- [Exercise task] Nothing but the lines from the one containing "For each instance of the blurred background" through the last line of the records below should be copied, exactly and without pictures.

[Records from a data collection]
-- begin --

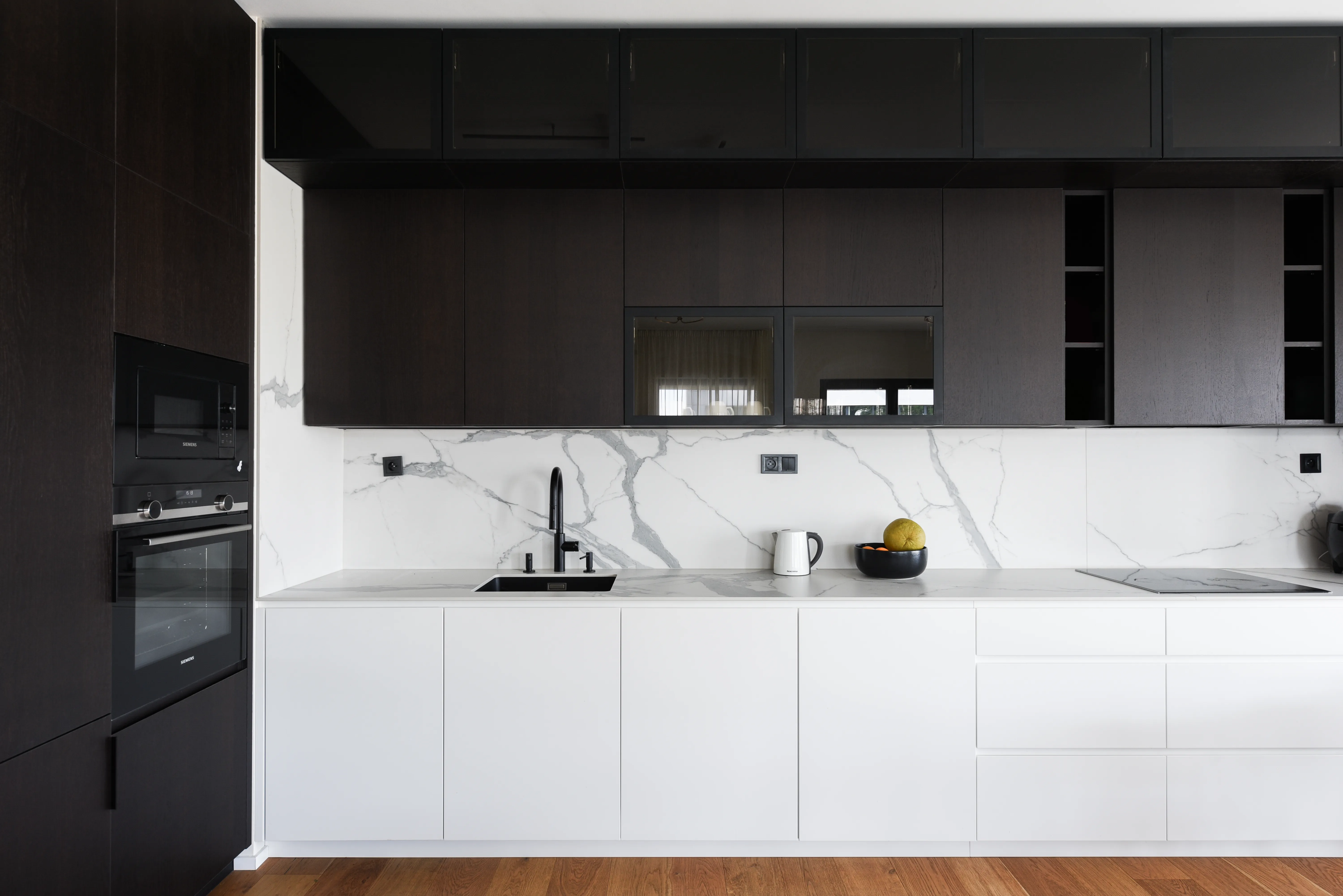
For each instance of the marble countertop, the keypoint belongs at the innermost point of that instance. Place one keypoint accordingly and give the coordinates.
(824, 585)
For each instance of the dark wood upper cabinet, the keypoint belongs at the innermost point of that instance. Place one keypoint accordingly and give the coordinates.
(185, 278)
(367, 93)
(1199, 306)
(545, 309)
(707, 94)
(383, 308)
(879, 93)
(1068, 93)
(56, 422)
(703, 247)
(183, 793)
(1004, 306)
(848, 247)
(58, 64)
(1235, 92)
(532, 94)
(186, 101)
(54, 826)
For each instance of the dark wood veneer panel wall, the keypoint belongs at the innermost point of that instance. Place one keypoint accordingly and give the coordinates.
(703, 247)
(1004, 300)
(183, 277)
(56, 432)
(186, 101)
(57, 60)
(545, 308)
(863, 247)
(383, 308)
(1199, 306)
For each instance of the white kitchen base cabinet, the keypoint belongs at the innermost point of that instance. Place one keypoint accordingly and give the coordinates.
(710, 724)
(1111, 799)
(1256, 797)
(887, 713)
(1256, 705)
(534, 724)
(355, 724)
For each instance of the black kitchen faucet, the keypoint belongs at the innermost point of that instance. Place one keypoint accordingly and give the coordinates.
(558, 520)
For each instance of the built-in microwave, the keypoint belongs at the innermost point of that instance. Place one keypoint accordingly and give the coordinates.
(181, 416)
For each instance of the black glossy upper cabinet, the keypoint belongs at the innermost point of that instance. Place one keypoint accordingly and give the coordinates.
(707, 94)
(1235, 92)
(367, 93)
(883, 93)
(1068, 93)
(531, 94)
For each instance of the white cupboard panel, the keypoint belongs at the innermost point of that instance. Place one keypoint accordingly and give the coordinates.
(1246, 797)
(1072, 797)
(1071, 632)
(710, 724)
(355, 724)
(534, 724)
(1256, 631)
(1256, 705)
(887, 725)
(1072, 705)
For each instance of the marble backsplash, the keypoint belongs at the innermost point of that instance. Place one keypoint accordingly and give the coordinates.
(988, 498)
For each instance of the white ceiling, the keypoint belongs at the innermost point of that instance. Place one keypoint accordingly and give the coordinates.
(794, 13)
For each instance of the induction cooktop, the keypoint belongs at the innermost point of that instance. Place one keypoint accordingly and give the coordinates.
(1199, 581)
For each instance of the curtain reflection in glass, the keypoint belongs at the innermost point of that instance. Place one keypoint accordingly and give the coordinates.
(696, 371)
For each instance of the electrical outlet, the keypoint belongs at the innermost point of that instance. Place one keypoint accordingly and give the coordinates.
(778, 463)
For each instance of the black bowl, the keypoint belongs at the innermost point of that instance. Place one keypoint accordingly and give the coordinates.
(891, 564)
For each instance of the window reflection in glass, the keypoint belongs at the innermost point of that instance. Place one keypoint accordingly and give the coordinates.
(863, 367)
(703, 367)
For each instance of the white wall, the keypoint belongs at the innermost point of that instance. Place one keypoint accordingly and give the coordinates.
(988, 498)
(299, 469)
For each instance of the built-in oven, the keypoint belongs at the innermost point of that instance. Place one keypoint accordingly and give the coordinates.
(183, 608)
(181, 416)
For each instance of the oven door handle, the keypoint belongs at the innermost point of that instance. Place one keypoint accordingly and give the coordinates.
(199, 533)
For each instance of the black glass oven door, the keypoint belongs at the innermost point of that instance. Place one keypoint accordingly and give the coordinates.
(181, 613)
(178, 416)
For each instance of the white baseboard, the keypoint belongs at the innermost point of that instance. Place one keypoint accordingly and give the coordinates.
(622, 848)
(252, 858)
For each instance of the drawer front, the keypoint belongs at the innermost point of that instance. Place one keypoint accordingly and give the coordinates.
(1256, 705)
(1072, 797)
(1072, 705)
(1256, 797)
(1071, 632)
(1256, 631)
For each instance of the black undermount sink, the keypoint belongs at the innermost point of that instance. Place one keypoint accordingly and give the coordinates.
(577, 583)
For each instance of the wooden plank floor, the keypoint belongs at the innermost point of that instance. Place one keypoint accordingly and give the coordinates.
(789, 878)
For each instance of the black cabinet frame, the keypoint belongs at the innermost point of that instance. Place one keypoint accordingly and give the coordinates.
(790, 96)
(706, 423)
(864, 312)
(269, 112)
(1170, 151)
(968, 121)
(1153, 151)
(613, 39)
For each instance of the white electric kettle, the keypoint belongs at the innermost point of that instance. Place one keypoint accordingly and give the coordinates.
(793, 552)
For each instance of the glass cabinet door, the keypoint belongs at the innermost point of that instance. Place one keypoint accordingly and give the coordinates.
(690, 367)
(859, 368)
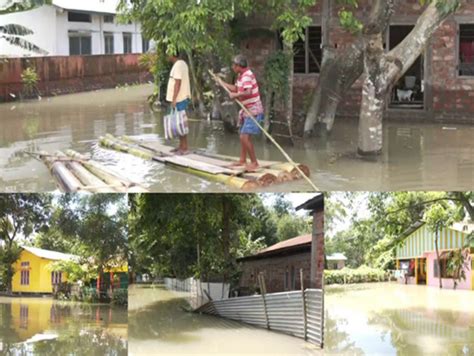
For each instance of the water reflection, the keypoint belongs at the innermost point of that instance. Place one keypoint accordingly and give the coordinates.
(32, 326)
(412, 157)
(405, 320)
(159, 324)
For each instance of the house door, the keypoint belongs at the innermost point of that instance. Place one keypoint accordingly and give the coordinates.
(409, 92)
(421, 271)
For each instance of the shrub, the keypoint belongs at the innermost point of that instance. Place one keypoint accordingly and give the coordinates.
(120, 297)
(362, 274)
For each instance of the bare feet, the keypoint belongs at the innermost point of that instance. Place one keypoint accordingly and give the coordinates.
(252, 167)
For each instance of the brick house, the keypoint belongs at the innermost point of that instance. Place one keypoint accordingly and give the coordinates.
(439, 85)
(281, 263)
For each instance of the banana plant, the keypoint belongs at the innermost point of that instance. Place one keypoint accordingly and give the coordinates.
(14, 34)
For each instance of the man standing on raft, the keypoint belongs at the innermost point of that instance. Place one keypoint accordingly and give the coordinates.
(178, 95)
(246, 90)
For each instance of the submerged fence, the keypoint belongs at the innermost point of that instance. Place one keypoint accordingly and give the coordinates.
(202, 290)
(296, 313)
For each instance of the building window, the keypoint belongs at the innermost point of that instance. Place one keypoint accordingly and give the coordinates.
(466, 50)
(308, 53)
(25, 274)
(56, 278)
(80, 44)
(108, 18)
(444, 268)
(78, 17)
(109, 43)
(127, 42)
(145, 45)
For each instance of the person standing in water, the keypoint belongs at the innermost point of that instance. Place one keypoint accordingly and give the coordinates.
(246, 90)
(179, 96)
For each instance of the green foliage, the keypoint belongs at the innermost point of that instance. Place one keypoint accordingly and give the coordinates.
(29, 79)
(120, 297)
(363, 274)
(275, 74)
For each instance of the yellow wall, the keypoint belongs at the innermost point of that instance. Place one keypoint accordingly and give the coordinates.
(40, 276)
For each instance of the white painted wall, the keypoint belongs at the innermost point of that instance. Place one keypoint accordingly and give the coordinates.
(41, 21)
(51, 32)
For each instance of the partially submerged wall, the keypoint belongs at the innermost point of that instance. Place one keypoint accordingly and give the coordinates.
(71, 74)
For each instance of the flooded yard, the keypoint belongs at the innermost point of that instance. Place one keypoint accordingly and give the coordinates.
(159, 324)
(416, 155)
(392, 319)
(42, 326)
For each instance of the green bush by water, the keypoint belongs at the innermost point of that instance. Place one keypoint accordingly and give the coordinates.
(362, 274)
(120, 297)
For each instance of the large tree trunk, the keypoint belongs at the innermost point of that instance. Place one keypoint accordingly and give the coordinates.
(338, 73)
(383, 70)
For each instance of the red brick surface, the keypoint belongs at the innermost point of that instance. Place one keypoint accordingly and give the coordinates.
(68, 74)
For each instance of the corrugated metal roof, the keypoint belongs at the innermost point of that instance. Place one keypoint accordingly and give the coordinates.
(97, 6)
(50, 255)
(336, 257)
(422, 240)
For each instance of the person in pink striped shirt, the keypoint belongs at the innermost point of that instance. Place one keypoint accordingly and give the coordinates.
(246, 90)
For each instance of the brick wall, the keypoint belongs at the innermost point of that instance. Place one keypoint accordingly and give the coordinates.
(274, 269)
(69, 74)
(452, 96)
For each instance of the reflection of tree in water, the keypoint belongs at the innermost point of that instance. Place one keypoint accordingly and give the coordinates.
(73, 341)
(82, 330)
(408, 327)
(7, 332)
(337, 340)
(167, 321)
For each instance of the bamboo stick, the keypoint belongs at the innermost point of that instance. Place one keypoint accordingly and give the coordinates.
(233, 181)
(66, 181)
(120, 184)
(93, 184)
(288, 158)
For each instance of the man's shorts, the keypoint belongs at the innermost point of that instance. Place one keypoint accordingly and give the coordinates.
(183, 105)
(250, 127)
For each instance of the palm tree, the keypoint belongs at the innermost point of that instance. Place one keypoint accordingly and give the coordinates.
(14, 33)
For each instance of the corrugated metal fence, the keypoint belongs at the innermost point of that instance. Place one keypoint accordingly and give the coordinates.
(295, 313)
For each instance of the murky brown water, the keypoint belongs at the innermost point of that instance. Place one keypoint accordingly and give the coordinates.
(158, 325)
(42, 326)
(392, 319)
(416, 156)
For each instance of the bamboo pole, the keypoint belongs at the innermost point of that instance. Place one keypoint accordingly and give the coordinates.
(237, 182)
(288, 158)
(66, 181)
(121, 184)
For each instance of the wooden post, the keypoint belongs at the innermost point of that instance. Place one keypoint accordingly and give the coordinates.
(263, 291)
(305, 321)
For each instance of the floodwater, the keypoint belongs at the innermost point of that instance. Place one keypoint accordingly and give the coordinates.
(418, 156)
(43, 326)
(159, 325)
(393, 319)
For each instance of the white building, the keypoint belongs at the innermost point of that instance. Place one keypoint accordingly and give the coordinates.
(75, 27)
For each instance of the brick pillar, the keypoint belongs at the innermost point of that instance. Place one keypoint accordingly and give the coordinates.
(317, 250)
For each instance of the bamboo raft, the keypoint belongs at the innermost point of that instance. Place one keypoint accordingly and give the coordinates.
(213, 167)
(74, 172)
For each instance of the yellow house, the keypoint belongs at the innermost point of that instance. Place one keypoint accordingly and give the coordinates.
(32, 274)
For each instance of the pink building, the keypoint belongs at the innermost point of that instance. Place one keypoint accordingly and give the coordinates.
(418, 264)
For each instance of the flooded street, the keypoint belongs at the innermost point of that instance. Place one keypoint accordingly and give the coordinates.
(395, 319)
(42, 326)
(416, 155)
(158, 324)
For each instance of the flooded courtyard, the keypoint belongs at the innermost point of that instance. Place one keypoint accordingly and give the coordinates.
(159, 324)
(42, 326)
(416, 155)
(388, 318)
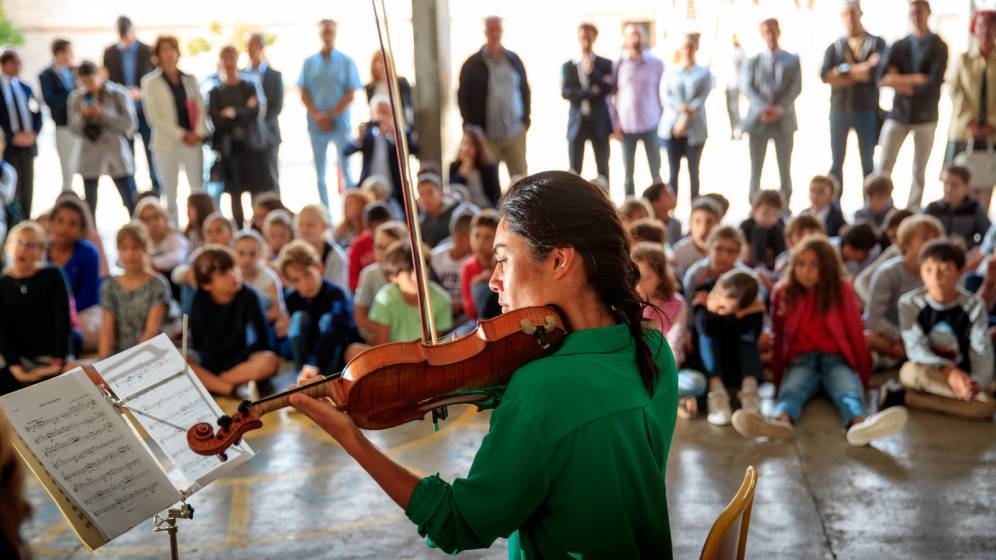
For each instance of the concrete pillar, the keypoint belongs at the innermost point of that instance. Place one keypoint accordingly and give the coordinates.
(431, 27)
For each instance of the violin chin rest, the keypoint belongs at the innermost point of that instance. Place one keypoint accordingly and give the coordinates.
(463, 398)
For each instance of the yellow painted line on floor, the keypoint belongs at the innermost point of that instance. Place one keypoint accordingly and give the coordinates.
(239, 513)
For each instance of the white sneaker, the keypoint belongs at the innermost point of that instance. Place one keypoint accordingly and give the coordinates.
(753, 425)
(749, 401)
(719, 406)
(885, 423)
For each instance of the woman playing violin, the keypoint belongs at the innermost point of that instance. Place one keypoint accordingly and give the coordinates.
(573, 464)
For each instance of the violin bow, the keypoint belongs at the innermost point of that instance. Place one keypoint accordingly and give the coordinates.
(401, 149)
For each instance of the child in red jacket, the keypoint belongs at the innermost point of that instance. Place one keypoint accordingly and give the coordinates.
(818, 342)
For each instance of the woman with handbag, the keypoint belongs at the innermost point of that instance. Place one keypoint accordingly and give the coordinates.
(973, 107)
(236, 110)
(176, 113)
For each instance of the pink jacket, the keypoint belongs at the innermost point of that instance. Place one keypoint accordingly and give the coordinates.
(842, 320)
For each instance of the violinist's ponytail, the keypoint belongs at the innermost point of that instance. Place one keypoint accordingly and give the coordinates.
(534, 208)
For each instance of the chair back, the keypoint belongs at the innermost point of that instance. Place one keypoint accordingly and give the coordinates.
(727, 539)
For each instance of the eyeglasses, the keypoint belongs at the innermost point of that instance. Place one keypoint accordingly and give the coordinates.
(29, 245)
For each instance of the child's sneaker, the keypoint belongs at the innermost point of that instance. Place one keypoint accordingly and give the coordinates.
(885, 423)
(891, 394)
(719, 405)
(749, 400)
(753, 425)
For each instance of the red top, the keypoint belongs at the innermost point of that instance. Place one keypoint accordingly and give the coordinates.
(360, 255)
(470, 269)
(842, 324)
(812, 334)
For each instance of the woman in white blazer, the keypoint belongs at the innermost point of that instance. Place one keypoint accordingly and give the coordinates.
(176, 113)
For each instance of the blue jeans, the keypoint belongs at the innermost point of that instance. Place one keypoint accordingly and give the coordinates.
(758, 146)
(319, 148)
(807, 373)
(676, 149)
(691, 383)
(865, 124)
(126, 188)
(651, 145)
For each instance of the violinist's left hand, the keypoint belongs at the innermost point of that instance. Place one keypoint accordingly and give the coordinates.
(338, 424)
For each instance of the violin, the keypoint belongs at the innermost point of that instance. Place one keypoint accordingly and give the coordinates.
(395, 383)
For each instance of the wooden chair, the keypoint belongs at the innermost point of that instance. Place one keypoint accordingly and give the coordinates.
(727, 539)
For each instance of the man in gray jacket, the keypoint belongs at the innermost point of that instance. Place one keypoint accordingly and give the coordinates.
(771, 81)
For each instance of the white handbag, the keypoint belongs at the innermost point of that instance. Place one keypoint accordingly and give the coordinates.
(981, 165)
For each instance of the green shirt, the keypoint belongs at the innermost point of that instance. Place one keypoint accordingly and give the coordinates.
(574, 459)
(391, 309)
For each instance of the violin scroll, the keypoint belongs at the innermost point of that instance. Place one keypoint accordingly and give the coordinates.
(204, 440)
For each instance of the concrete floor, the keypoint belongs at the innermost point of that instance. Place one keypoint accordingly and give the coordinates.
(926, 493)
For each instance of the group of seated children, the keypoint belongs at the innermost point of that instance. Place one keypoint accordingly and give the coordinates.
(809, 302)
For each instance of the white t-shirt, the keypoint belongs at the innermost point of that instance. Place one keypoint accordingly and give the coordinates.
(447, 270)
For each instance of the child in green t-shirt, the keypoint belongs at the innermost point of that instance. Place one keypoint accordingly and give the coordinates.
(395, 309)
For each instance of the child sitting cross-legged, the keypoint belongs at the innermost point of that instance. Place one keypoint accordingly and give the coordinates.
(668, 312)
(228, 338)
(728, 317)
(135, 303)
(817, 343)
(944, 329)
(320, 324)
(395, 312)
(894, 278)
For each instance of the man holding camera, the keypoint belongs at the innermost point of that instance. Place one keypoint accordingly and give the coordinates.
(103, 115)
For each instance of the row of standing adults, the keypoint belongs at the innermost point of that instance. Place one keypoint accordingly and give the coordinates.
(635, 100)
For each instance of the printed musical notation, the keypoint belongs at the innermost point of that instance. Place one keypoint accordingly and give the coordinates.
(164, 395)
(90, 452)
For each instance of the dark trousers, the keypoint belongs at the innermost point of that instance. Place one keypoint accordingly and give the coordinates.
(865, 125)
(146, 133)
(23, 162)
(126, 188)
(599, 143)
(274, 167)
(678, 148)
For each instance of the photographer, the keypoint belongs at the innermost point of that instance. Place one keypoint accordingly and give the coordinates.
(102, 114)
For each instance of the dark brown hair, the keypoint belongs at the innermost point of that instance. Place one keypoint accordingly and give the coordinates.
(828, 288)
(210, 260)
(647, 229)
(655, 258)
(739, 285)
(559, 209)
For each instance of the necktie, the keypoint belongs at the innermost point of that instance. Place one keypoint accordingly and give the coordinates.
(983, 101)
(18, 125)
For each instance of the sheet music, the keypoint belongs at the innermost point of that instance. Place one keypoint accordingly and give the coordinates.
(165, 396)
(90, 451)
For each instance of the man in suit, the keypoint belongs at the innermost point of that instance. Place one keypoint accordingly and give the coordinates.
(57, 83)
(127, 61)
(272, 83)
(586, 82)
(493, 93)
(20, 119)
(771, 80)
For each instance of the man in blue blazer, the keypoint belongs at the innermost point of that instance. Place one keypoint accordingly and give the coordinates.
(586, 82)
(57, 82)
(20, 119)
(771, 81)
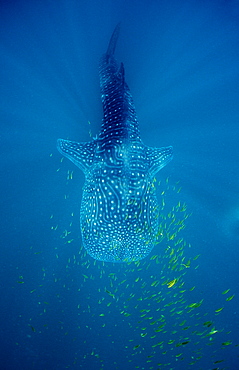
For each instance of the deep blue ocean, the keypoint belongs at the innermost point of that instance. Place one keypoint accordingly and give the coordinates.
(178, 307)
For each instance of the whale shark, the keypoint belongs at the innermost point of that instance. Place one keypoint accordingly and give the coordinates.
(119, 209)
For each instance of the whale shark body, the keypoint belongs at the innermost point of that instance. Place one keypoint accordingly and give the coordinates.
(119, 209)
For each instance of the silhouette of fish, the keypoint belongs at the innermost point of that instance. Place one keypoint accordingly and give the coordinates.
(119, 211)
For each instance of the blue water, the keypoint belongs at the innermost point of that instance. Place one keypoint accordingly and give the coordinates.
(60, 309)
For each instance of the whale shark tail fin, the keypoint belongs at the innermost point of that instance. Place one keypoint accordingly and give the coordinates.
(113, 40)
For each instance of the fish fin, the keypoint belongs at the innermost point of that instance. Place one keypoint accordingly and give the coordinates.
(158, 158)
(81, 154)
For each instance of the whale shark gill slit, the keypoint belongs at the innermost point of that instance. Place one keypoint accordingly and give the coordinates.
(119, 207)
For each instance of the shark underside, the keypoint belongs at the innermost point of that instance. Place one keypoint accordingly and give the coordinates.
(119, 209)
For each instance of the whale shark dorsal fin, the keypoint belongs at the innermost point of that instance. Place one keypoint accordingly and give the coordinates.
(158, 158)
(81, 154)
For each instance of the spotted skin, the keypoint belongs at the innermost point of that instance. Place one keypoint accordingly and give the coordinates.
(119, 210)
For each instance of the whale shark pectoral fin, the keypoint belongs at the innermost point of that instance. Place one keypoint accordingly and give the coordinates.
(81, 154)
(158, 158)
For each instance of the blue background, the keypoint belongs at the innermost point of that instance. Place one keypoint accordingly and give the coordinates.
(182, 66)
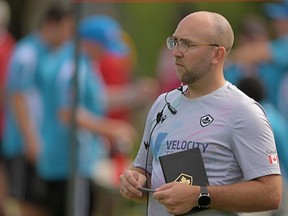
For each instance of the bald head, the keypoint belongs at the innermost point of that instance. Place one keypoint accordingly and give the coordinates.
(207, 27)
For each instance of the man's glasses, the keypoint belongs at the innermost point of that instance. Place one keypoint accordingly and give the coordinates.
(183, 45)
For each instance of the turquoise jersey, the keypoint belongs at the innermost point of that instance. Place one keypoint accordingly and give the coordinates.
(21, 78)
(55, 78)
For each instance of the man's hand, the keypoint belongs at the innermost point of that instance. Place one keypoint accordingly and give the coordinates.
(178, 198)
(130, 182)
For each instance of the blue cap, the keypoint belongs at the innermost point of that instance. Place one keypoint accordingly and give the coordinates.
(277, 11)
(104, 30)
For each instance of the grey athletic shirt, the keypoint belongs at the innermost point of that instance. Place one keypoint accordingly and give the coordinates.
(231, 130)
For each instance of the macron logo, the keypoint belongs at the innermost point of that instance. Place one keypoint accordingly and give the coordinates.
(206, 120)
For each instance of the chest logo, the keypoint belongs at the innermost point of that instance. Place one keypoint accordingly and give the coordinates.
(184, 178)
(206, 120)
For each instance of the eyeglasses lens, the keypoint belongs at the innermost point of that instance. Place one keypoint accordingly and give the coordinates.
(171, 43)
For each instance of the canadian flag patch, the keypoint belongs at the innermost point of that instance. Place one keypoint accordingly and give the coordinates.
(273, 159)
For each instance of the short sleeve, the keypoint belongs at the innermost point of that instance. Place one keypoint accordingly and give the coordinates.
(253, 142)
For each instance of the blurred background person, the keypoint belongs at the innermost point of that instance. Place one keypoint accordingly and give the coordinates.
(7, 42)
(24, 112)
(113, 56)
(112, 52)
(272, 52)
(253, 29)
(253, 87)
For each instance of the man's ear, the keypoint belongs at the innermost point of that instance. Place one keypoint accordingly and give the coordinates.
(219, 55)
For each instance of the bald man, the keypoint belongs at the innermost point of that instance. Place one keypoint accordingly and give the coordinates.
(229, 128)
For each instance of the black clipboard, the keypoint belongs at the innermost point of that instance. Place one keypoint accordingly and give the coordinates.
(187, 167)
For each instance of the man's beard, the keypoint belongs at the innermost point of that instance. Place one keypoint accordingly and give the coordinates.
(194, 74)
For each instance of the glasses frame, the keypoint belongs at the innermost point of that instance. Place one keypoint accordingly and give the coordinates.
(189, 44)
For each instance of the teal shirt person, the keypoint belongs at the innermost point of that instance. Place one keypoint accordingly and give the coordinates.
(56, 78)
(21, 78)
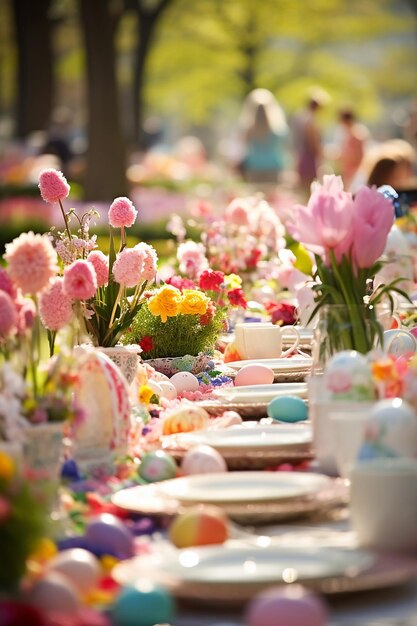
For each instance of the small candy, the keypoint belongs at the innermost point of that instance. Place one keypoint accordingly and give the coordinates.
(254, 375)
(144, 604)
(157, 465)
(199, 526)
(184, 381)
(291, 605)
(107, 534)
(287, 409)
(81, 567)
(203, 460)
(54, 592)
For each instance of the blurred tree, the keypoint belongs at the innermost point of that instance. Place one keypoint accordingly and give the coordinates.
(219, 51)
(33, 32)
(106, 158)
(149, 13)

-- end --

- [Solution to the exercise]
For each instance of the blurred background person, the keypoint belongs at the innermost point of that instance. Place one keypoint accordingly and give the coordinates.
(7, 42)
(24, 112)
(113, 56)
(112, 52)
(272, 52)
(253, 29)
(253, 87)
For each instance of the man's ear, the keypoint belongs at the innermost point of that instance. Place one keypoint accordingly and give the coordinates.
(219, 55)
For each instance of the bald man, the keypoint belongs at the innermost point of that instance. Place one keypoint accordingly and give the coordinates.
(229, 128)
For each instance of the black clipboard, the keypoint belongs at the innermost point of that instance. Place one keypoint accordingly and give the coordinates.
(187, 167)
For each instance of the man's beard, the keypoint belongs at the innermost point of that instance. Place one keypoint accordingly and give the coordinates.
(194, 74)
For each instance of the glasses frame, the keypoint belongs at the innermost point of that instance. Place one keypoint accordingly and give the coordinates.
(189, 44)
For each instance of the teal shirt person, the keypoint belongs at the innermost point of that instance. Place one keypoint accordingly and give the coordinates.
(56, 78)
(21, 78)
For each instance of the small candy, the keypoint belongs at the innermost point of that instance. Place one keypoint accordingly and give the coordinates.
(254, 375)
(144, 604)
(157, 465)
(199, 526)
(184, 381)
(291, 605)
(107, 534)
(287, 409)
(81, 567)
(203, 460)
(54, 592)
For each instance of the blurred tree, the keypoint belongs at the innermost point of that instance. Place one keypoint accordingly and give the coordinates.
(219, 51)
(33, 32)
(106, 158)
(149, 13)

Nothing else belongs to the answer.